[[ Reading passage open ]]

EXTRAORDINARY EXERTIONS TO OBTAIN LIBERTY.
That human being who would run the gauntlet for freedom so desperately as the poor African appears to have done, whose story is given below, surely should never again be brought under the lash of a taskmaster. The captain of a vessel from North Carolina called upon the police for advisement respecting a slave he had unconsciously brought away in his vessel, under the following curious circumstances:
Three or four days after he had got to sea he began to be haunted every hour with tones of distress seemingly proceeding from a human voice in the very lowest part of the vessel. A particular scrutiny was finally instituted, and it was concluded that the creature, whatever or whoever it might be, must be confined down in the run under the cabin floor; and on boring a hole with an auger, and demanding, 'Who's there?' a feeble voice responded, 'Poor negro, massa!' It was clear enough then that some runaway negro had hid himself there before they sailed, trusting to Providence for his ultimate escape.
Having discovered him, however, it was impossible to give him relief, for the captain had stowed even the cabin so completely full of cotton as but just to leave room for a small table for himself and the mate to eat on; and as for unloading at sea, that was pretty much out of the question. Accordingly, there he had to lie, stretched at full length, for the tedious interval of thirteen days, till the vessel arrived in port and unloaded, receiving his food and drink through the auger hole.

[[ Reading passage closed ]]
[[ Listed records open ]]

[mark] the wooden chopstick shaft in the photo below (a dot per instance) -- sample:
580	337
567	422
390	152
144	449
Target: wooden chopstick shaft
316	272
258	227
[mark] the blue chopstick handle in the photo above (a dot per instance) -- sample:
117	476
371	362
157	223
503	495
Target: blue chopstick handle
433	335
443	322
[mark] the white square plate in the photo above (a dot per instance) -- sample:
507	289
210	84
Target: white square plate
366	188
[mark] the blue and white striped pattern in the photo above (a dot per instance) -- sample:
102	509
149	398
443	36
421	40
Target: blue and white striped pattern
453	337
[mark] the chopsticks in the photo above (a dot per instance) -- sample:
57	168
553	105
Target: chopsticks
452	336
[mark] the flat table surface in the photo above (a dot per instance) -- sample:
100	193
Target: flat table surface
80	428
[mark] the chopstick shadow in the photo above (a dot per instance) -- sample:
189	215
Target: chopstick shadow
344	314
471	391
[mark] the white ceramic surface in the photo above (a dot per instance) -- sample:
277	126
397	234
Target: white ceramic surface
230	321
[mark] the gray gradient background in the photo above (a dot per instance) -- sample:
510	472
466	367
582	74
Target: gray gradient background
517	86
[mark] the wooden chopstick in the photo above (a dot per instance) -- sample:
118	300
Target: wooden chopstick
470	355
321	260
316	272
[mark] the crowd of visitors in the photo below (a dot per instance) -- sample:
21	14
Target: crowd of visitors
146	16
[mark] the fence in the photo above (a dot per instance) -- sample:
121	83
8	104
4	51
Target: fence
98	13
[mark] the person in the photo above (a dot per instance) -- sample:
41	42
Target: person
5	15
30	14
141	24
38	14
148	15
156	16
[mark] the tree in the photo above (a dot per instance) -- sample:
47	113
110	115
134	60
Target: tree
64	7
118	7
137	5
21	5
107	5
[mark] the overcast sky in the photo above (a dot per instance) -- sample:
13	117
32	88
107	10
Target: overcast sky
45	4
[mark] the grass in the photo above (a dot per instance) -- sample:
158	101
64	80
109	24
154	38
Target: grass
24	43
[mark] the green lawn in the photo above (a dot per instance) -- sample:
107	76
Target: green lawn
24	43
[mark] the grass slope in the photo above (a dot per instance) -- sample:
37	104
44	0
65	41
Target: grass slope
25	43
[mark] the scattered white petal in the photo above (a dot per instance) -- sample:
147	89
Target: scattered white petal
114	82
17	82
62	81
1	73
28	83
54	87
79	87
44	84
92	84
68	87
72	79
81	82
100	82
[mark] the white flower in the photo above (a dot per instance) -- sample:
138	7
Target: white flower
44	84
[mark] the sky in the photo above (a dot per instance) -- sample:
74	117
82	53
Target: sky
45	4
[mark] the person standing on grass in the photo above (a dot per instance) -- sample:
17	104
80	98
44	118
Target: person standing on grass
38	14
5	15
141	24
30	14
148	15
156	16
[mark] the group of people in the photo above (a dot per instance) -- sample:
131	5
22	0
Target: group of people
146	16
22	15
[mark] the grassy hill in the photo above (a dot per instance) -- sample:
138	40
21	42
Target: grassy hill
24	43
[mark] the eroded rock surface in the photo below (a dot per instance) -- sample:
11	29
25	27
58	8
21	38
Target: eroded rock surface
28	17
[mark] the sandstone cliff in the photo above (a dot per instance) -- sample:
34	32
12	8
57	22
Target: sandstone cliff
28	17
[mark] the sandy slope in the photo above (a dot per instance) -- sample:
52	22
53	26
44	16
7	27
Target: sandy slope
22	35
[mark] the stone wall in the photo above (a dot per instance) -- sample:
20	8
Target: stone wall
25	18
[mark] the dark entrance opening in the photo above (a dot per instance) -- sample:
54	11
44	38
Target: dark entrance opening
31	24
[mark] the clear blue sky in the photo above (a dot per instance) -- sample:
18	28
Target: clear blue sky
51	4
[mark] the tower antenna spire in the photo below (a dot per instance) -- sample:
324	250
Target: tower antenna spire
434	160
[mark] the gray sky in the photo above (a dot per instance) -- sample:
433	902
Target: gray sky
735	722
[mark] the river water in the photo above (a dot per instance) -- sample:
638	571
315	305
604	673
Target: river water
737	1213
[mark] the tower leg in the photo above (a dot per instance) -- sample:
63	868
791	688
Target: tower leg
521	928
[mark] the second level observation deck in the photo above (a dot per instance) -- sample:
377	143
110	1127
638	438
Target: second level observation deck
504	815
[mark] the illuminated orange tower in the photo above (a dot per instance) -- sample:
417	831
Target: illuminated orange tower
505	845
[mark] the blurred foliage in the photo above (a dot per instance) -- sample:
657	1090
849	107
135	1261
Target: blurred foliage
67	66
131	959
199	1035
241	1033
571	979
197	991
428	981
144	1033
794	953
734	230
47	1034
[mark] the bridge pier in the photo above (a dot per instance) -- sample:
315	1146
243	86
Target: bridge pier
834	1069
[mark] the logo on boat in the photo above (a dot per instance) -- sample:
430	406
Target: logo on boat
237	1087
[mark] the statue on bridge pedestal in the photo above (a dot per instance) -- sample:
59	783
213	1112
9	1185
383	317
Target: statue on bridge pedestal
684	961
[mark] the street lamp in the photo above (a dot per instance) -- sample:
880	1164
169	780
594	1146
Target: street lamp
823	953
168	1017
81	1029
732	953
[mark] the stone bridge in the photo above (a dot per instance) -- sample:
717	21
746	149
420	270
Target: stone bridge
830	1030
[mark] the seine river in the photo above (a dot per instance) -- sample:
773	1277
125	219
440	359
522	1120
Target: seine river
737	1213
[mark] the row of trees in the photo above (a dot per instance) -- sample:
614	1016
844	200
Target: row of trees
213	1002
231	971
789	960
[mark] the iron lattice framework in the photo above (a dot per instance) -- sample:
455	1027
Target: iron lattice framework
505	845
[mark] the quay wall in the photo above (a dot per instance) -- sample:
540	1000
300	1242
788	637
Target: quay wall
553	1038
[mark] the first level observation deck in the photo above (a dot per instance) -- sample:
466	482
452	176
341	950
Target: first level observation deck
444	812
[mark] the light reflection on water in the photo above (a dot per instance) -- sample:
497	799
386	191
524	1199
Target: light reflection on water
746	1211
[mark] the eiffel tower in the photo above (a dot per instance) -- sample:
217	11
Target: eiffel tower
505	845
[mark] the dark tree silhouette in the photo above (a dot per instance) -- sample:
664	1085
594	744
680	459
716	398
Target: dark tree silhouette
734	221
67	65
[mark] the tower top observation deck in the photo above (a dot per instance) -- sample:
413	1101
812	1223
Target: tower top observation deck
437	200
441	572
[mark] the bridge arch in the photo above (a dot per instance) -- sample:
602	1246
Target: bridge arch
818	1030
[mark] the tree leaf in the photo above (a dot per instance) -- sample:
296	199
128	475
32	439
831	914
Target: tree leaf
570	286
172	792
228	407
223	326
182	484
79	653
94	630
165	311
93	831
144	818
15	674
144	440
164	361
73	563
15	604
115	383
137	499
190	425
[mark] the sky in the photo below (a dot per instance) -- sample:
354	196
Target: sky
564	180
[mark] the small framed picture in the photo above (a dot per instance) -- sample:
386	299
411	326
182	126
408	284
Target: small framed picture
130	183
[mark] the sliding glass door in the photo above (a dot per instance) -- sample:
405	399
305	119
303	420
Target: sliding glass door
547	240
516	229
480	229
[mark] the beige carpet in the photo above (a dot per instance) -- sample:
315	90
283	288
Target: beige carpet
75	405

[[ Listed records closed ]]

◆ Problem A ◆
In the stowaway account, why could the captain not relieve the man once he was discovered? Answer in one to three sentences.
◆ Problem B ◆
Copy the stretch of the stowaway account from "Having discovered him, however, it" through "the auger hole.".
The items can be left aside.

◆ Exercise solution A ◆
The captain had packed even the cabin so full of cotton that there was barely room for a small table where he and the mate ate. Unloading the cargo at sea was pretty much out of the question. So the man had to stay where he was for thirteen days, getting food and drink through the auger hole.

◆ Exercise solution B ◆
Having discovered him, however, it was impossible to give him relief, for the captain had stowed even the cabin so completely full of cotton as but just to leave room for a small table for himself and the mate to eat on; and as for unloading at sea, that was pretty much out of the question. Accordingly, there he had to lie, stretched at full length, for the tedious interval of thirteen days, till the vessel arrived in port and unloaded, receiving his food and drink through the auger hole.